El Jardín es, en su esencia, la contrapartida del Bosque. Un espacio donde la naturaleza, moldeada por la mano del hombre, alcanza su máxima expresión de armonía, pero sin perder nunca su misterio ni su belleza salvaje. Frente al bosque, que siempre tiene algo de lóbrego, de inhumano, de ajeno, un lugar que puede arrebatar la vida con un soplo, el jardín es un espacio más afable, más seguro, pero no por ello exento de sorpresas. Es reino de la calma, pero también de la reflexión profunda, de los sueños hechos realidad y de las aventuras ocultas que se desarrollan en sus rincones secretos. Aquí, las historias no se cuentan solo con palabras, sino también con pétalos, hojas y susurros.
El bosque es el escenario de las pesadillas, donde el riesgo se disfraza de belleza y la aventura se convierte en prueba de supervivencia. En él se forjan las leyendas más oscuras, las que desafían la cordura. Pero el jardín, al contrario, es símbolo de un paraíso perdido, un fragmento de naturaleza domesticada que, al mismo tiempo, conserva su misterio, como un eco de lo que alguna vez fue salvaje y libre. Aquí, en sus senderos cuidadosamente trazados, se pueden vivir aventuras amorosas, tragos amargos de la vida y momentos de pura felicidad, pero también de introspección y disfrute. Un jardín es un espacio en el que la razón se puede expandir y, por qué no, perderse entre laberintos de rosas, fuentes murmurantes y sombra fresca.
Es con esta visión en mente que iniciamos nuestro recorrido, un viaje en el tiempo y en el espacio, como si fuésemos parte de una historia secreta, de esas que solo los iniciados conocen. Y es que, en el fondo, Aranjuez no solo es un jardín; es un paseo por el alma de un país que, a través de sus paisajes, ha visto nacer mitos y leyendas. Nuestra ruta realizada en Abril de 2015 de unos 58 km nos llevará desde las lejanas colinas de Serranillos del Valle hasta la ciudad de los jardines del Tajo, Aranjuez, ciudad donde la historia se funde con la belleza de sus jardines y palacios reales.
Aquí, la historia cobra vida de una manera especial. Nos situamos en el siglo XVI, cuando la Sociedad Secreta de la Niebla encontraba en los jardines su refugio, su lugar de contemplación y de meditación filosófica. A través de las páginas de un libro peculiar, El sueño de Polifilo, o más conocido como La Hypnerotomachia Poliphili, se revelan los secretos de un paraíso oculto en la naturaleza. Y entre sus páginas, hay quienes han querido ver la representación de los jardines de Aranjuez: un lugar que, como aquellos en los que Polifilo se pierde, nos habla de lo inalcanzable, de la belleza fugaz y del misterio eterno.

(Registros de un conjunto de datos de señalamiento)
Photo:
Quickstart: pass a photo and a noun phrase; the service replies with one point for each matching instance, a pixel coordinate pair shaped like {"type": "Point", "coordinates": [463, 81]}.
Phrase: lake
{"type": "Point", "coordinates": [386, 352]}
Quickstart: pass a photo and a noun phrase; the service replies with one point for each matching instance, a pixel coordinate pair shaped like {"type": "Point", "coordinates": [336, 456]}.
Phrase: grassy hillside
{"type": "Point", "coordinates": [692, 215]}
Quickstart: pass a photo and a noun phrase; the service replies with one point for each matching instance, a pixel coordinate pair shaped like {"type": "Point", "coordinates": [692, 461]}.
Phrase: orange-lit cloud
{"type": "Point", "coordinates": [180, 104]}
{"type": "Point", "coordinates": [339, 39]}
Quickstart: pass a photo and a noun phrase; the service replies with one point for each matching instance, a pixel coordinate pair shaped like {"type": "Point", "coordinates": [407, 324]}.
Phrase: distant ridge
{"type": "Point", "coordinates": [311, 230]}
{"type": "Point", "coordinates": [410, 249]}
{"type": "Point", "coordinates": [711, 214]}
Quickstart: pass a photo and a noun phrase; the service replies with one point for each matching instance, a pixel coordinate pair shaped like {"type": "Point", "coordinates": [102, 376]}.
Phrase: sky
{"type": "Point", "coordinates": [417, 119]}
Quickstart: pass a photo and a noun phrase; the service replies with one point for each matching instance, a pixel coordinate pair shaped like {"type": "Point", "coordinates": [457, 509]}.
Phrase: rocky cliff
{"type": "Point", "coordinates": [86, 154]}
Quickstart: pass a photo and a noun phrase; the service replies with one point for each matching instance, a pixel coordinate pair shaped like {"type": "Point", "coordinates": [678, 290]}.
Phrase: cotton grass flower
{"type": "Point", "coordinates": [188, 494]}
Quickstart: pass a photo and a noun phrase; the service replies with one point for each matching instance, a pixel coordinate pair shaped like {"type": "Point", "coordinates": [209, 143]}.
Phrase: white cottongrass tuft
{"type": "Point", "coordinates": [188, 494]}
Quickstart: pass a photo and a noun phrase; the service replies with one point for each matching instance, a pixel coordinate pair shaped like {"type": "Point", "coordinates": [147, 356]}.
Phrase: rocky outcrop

INSTRUCCIONES DE TRABAJO ->
1/ Según el texto sobre el jardín y el bosque, ¿entre qué cosas puede la razón perderse dentro de un jardín? Enuméralas todas.
2/ ¿Cuántos kilómetros tiene aproximadamente la ruta hasta Aranjuez de la que habla el texto sobre los jardines?
3/ Prosigue el texto sobre el jardín, el bosque y Aranjuez a partir de donde se detiene.

RESPUESTAS DEL EJERCICIO ->
1/ Laberintos de rosas, fuentes murmurantes y sombra fresca.

2/ Unos 58 km.

3/
Uno de los miembros más ilustres de esta sociedad fue el escritor Julio Verne, cuya fascinación por lo desconocido le llevó a entrelazar realidad y fantasía en sus novelas. Como si fuésemos uno de sus personajes más célebres, Phileas Fogg, en LA VUELTA AL MUNDO EN 80 DÍAS, iniciamos este viaje no solo sobre nuestras bicicletas de montaña, sino también sobre las huellas de Verne, de Polifilo y de aquellos que, como ellos, buscaron en el misterio un sentido profundo de la existencia. ¿Y si fuéramos el nuevo Polifilo? ¿Y si, montados en nuestras MTB, seguimos el trazado de aquellos antiguos exploradores y soñadores? El destino nos llama, y Aranjuez es la respuesta.
Nuestro recorrido comienza en Serranillos del Valle, donde tomamos dirección hacia Cubas de la Sagra, y desde allí descendemos por el Camino de Palomero hasta cruzar por debajo de la Carretera de Toledo, como si deslizáramos sobre una hoja de papel en blanco, listos para escribir nuestra propia aventura. Continuamos nuestro viaje, dejando atrás los vestigios de lo urbano, hasta llegar a Torrejón de Velasco, donde tomamos el antiguo camino que une Segovia con Ocaña. Este trazado, lleno de historia, nos lleva hasta la tranquila población de Ocaña, donde entramos por el Camino del Viñón. Y es aquí, en Ocaña, donde comienza el primer ascenso serio del día, un reto que nos conduce al Camino de Esquivias.
Desde esta elevación, el descenso se hace lento, casi como si el tiempo se suspendiera. El puente de Palomero en la vega del Guatén nos espera, silencioso, invitándonos a cruzar y seguir avanzando, al igual que los antiguos viajeros que pasaban por aquí buscando respuestas, o tal vez solo un suspiro de paz en medio de la vorágine de la vida. Aquí, en la quietud del paisaje, se alcanza la sensación de que el camino nunca termina, como si solo cambiara de forma, como si las rutas trazadas por siglos nos guiase hacia un destino aún incierto, pero lleno de significado.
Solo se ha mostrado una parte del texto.